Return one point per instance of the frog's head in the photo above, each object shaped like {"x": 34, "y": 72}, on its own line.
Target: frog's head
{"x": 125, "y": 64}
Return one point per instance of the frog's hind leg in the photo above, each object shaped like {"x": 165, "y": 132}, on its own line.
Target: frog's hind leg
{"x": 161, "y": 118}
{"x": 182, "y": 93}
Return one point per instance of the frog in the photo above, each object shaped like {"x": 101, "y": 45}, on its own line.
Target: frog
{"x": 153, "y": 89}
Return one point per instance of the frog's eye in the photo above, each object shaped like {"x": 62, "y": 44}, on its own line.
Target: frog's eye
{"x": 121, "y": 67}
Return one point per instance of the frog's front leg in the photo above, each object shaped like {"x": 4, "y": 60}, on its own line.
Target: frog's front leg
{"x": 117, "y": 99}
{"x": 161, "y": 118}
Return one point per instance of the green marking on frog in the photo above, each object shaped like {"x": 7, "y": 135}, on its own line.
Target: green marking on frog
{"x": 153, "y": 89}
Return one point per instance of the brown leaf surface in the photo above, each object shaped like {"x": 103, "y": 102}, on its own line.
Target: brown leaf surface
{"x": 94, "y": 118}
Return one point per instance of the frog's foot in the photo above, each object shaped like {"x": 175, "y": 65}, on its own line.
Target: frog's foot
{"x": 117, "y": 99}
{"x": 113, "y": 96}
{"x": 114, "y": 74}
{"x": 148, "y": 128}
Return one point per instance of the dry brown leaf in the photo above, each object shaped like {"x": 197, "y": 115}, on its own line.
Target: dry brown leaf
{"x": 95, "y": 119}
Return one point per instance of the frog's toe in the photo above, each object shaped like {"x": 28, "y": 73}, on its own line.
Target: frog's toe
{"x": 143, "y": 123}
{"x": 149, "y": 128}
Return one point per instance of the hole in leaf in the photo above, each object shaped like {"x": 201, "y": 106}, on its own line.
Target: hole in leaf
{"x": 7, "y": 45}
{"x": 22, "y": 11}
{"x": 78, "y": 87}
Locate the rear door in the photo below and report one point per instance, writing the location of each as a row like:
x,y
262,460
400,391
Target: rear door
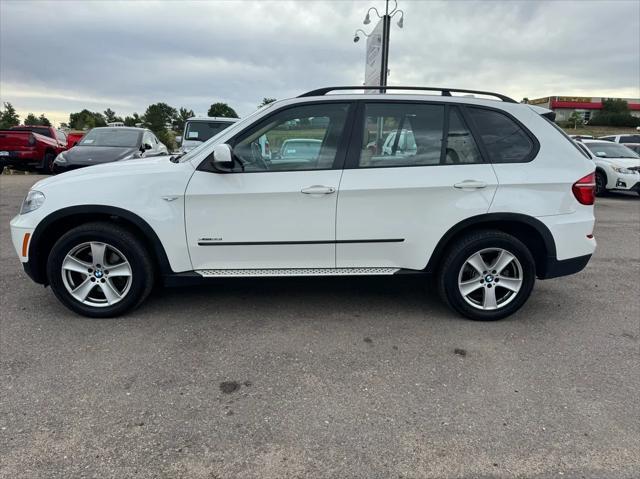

════

### PROBLEM
Across all the entries above, how many lines hold the word "point"? Answer with the number only.

### RESULT OF THE TASK
12